--- start Source material ---

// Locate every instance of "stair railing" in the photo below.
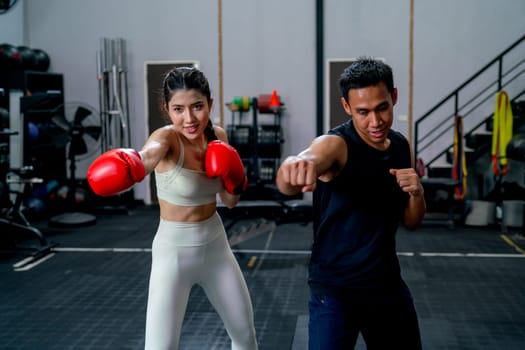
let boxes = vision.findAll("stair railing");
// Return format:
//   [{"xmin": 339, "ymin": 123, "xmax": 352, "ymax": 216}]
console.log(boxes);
[{"xmin": 414, "ymin": 35, "xmax": 525, "ymax": 168}]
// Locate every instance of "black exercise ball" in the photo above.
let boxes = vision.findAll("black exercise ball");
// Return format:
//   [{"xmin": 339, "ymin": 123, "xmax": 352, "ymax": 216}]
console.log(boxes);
[{"xmin": 16, "ymin": 46, "xmax": 36, "ymax": 70}]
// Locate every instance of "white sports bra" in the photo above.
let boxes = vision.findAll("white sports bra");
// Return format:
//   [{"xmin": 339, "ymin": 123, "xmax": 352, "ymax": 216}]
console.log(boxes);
[{"xmin": 155, "ymin": 133, "xmax": 223, "ymax": 206}]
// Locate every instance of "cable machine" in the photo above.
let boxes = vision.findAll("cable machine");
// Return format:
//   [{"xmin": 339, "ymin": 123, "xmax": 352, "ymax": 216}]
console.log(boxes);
[{"xmin": 97, "ymin": 38, "xmax": 131, "ymax": 152}]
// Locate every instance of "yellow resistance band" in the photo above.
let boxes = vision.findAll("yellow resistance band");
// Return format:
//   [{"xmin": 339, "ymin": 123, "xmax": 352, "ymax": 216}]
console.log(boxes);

--- end Source material ---

◆ Problem details
Please copy every row above word for word, leaving the picture out of your answer.

◆ Exercise output
// Locate every instance of "stair railing" in the photo below.
let boxes = vision.findAll("stair railing");
// Return format:
//   [{"xmin": 339, "ymin": 123, "xmax": 352, "ymax": 216}]
console.log(boxes);
[{"xmin": 414, "ymin": 35, "xmax": 525, "ymax": 168}]
// Locate every instance of "black exercise ball" in the photo above.
let boxes = vision.findAll("black exercise ball");
// Return format:
//   [{"xmin": 339, "ymin": 123, "xmax": 352, "ymax": 216}]
console.log(boxes);
[{"xmin": 16, "ymin": 46, "xmax": 36, "ymax": 70}]
// Locate every instance of "white sports bra" in the photo above.
let boxes = vision.findAll("white sports bra");
// Return format:
//   [{"xmin": 339, "ymin": 123, "xmax": 352, "ymax": 216}]
console.log(boxes);
[{"xmin": 155, "ymin": 133, "xmax": 223, "ymax": 206}]
// Locate every instance of "cable machine" in the photo above.
let boxes = vision.findAll("cable machine");
// Return format:
//   [{"xmin": 339, "ymin": 123, "xmax": 352, "ymax": 216}]
console.log(boxes);
[{"xmin": 97, "ymin": 38, "xmax": 131, "ymax": 152}]
// Locate every instance of "yellow resistance band" in the photo above.
let boxes = vision.findAll("yellow resistance band");
// Return format:
//   [{"xmin": 339, "ymin": 123, "xmax": 352, "ymax": 216}]
console.log(boxes);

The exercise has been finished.